Exercise prompt ▸ Report the number of lines in the material below that contain "query", without any other words.

Provided data ▸
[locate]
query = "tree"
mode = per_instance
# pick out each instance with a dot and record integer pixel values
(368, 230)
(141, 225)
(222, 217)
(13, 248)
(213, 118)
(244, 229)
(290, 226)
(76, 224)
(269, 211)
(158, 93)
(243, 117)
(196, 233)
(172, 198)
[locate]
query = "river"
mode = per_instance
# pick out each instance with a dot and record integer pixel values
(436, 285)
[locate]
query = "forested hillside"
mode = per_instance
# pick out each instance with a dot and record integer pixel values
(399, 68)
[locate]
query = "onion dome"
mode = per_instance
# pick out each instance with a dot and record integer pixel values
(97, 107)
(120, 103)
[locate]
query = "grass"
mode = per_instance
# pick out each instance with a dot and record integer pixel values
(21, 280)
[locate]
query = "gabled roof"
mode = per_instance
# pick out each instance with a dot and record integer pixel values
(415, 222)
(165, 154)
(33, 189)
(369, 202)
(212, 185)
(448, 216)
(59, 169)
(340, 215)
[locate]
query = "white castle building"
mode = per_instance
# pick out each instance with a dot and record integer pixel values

Task output ▸ 7